**What you will do**
Can you convert the lines below into a JSON list of strings, with one string per line and blank lines left out?

**Dataset records**
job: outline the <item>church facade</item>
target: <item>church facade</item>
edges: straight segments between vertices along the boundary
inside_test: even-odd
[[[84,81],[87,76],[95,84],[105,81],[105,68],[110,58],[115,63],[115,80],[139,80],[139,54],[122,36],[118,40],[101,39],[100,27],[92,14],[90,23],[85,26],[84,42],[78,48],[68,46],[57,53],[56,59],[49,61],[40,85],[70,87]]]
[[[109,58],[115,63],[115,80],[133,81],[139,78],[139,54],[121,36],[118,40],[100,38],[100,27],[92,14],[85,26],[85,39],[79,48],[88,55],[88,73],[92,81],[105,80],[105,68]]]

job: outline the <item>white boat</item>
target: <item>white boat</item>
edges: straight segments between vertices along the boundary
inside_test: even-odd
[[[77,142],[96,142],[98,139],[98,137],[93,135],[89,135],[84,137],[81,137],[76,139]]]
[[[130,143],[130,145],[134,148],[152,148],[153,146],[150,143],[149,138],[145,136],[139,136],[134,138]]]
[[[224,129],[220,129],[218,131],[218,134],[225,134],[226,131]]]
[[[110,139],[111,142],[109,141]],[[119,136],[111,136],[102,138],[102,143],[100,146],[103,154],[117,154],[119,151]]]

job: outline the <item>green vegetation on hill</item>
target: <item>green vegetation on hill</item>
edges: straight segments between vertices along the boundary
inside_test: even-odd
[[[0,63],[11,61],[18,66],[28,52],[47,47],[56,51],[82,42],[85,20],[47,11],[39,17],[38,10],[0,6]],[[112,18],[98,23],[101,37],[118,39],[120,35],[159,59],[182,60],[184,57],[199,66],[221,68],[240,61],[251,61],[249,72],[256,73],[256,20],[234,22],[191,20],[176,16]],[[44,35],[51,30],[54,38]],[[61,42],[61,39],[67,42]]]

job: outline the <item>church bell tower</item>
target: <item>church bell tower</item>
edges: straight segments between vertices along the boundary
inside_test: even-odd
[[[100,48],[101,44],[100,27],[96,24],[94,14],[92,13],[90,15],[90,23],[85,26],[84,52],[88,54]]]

**Response to the task**
[
  "job: outline the <item>church facade</item>",
  "target: <item>church facade</item>",
  "edges: straight segments between vertices along the boundary",
  "inside_test: even-odd",
  "[[[84,81],[87,76],[95,84],[105,81],[105,68],[110,58],[115,63],[115,80],[139,80],[139,54],[122,36],[118,40],[101,39],[100,27],[92,14],[90,23],[85,26],[84,42],[78,48],[68,46],[57,53],[56,59],[49,61],[40,85],[70,87]]]",
  "[[[109,58],[115,63],[115,80],[133,81],[139,78],[139,54],[121,36],[118,40],[100,38],[100,27],[92,14],[85,26],[85,39],[79,48],[88,55],[88,73],[92,81],[105,80],[105,68]]]",
  "job: outline the <item>white boat</item>",
  "target: <item>white boat</item>",
  "edges: straight segments between vertices along the boundary",
  "inside_test: even-odd",
  "[[[77,142],[96,142],[98,139],[98,137],[93,135],[89,135],[84,137],[81,137],[76,139]]]",
  "[[[130,143],[130,145],[134,148],[152,148],[153,146],[150,143],[149,138],[145,136],[139,136],[134,138]]]",
  "[[[224,129],[220,129],[218,131],[218,134],[225,134],[226,131]]]",
  "[[[110,139],[111,142],[109,141]],[[119,136],[111,136],[102,138],[102,143],[100,146],[103,154],[117,154],[119,151]]]",
  "job: outline the <item>green vegetation on hill</item>",
  "target: <item>green vegetation on hill</item>",
  "edges: straight segments between vertices along the boundary",
  "inside_test: even-odd",
  "[[[0,63],[11,61],[18,66],[28,52],[47,47],[56,51],[82,42],[85,20],[47,11],[39,17],[38,10],[0,6]],[[112,18],[98,23],[101,37],[118,39],[120,35],[159,59],[182,60],[184,57],[199,66],[221,68],[240,61],[251,61],[249,72],[256,73],[256,20],[234,22],[191,20],[176,16]],[[44,35],[51,30],[54,38]],[[61,42],[61,39],[67,42]]]",
  "job: outline the <item>church bell tower</item>",
  "target: <item>church bell tower</item>",
  "edges: straight segments between vertices along the boundary",
  "inside_test: even-odd",
  "[[[100,48],[101,44],[100,27],[96,24],[94,14],[92,13],[90,15],[90,23],[85,26],[84,52],[88,54]]]"
]